*What you need to do*
Identify every line in the material below that contains the word "outcrop", and copy each such line in full.

*Given entries*
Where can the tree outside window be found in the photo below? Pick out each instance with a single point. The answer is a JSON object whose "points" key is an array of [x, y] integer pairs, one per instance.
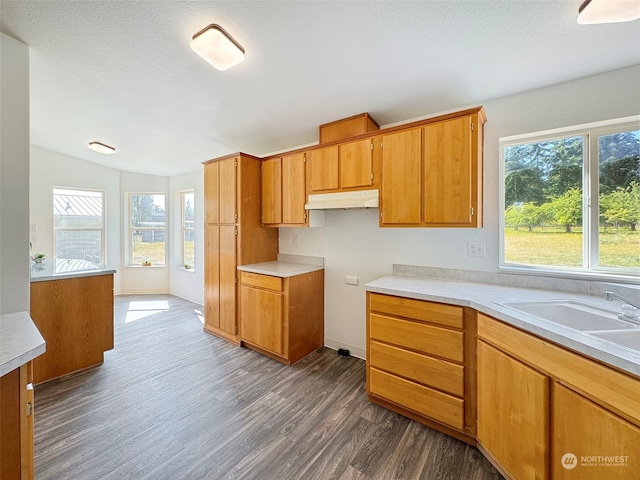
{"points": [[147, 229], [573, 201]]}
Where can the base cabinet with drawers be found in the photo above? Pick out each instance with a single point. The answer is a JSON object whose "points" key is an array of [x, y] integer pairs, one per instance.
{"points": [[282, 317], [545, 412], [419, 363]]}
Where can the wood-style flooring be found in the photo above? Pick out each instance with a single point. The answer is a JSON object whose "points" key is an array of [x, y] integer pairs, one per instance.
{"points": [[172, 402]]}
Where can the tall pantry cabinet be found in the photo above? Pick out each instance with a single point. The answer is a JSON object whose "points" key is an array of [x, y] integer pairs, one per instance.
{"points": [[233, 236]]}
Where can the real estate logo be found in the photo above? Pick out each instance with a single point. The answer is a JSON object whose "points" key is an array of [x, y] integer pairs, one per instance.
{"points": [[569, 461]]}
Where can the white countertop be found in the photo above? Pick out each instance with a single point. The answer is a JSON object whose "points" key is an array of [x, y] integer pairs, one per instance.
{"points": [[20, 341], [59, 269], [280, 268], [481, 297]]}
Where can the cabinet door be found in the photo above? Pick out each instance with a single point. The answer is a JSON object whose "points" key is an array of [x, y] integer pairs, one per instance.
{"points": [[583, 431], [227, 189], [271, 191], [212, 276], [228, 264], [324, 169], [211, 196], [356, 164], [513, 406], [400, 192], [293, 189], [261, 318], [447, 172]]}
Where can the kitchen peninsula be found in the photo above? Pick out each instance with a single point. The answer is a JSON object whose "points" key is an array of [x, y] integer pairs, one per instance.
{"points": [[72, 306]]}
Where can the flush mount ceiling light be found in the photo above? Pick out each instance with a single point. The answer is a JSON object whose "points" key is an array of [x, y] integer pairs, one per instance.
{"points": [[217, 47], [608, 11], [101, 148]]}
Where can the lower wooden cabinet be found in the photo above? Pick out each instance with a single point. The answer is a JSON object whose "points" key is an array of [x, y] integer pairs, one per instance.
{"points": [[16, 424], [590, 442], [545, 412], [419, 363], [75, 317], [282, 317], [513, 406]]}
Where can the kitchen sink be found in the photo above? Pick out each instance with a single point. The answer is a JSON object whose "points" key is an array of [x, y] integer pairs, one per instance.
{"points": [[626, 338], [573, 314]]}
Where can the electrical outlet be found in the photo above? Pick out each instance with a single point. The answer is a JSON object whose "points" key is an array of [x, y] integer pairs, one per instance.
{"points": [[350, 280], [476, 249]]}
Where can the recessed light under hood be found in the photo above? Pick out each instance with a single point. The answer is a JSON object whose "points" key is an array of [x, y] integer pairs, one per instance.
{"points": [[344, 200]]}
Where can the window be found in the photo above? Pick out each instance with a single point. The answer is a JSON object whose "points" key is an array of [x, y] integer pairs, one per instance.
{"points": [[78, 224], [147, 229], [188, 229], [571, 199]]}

--

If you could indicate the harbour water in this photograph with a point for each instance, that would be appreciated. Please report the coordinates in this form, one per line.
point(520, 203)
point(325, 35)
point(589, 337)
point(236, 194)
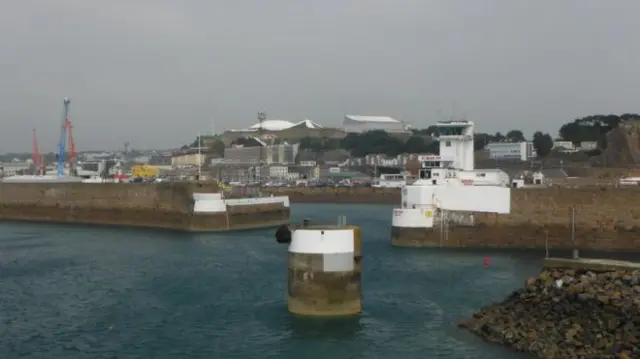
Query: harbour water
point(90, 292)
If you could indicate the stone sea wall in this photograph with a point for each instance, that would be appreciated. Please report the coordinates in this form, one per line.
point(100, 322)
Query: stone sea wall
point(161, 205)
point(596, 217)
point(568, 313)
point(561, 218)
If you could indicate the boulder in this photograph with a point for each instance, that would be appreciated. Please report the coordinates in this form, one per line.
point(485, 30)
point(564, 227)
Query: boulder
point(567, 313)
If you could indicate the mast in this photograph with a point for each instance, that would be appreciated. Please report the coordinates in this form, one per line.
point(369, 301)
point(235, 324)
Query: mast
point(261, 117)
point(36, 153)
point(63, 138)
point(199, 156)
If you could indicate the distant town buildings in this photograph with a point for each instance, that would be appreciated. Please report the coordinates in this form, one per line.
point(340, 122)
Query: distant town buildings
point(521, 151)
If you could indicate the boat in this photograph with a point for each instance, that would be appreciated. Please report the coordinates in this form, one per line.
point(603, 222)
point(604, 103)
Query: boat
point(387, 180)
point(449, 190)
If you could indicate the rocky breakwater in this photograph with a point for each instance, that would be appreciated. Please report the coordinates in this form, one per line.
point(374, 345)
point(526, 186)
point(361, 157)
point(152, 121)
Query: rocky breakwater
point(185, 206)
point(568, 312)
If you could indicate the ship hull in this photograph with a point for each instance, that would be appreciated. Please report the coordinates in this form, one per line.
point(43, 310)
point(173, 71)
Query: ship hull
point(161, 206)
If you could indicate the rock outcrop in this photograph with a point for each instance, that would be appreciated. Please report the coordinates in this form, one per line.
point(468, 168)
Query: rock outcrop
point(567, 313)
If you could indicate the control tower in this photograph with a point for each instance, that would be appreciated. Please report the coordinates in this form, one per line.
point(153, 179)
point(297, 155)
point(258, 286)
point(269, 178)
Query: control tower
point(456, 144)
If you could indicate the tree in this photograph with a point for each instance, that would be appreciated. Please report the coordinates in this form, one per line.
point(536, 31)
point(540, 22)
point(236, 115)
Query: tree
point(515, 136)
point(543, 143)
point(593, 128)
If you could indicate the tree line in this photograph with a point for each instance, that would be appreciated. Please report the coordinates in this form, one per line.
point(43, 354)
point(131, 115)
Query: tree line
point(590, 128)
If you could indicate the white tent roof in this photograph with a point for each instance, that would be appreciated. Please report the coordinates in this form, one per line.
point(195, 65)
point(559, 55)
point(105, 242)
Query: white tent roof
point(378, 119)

*Response for this exercise*
If you could indicate the rock outcrop in this photograph with a point for each instance, that would be appreciated. Please report the coordinates in this form, one per line.
Query: rock outcrop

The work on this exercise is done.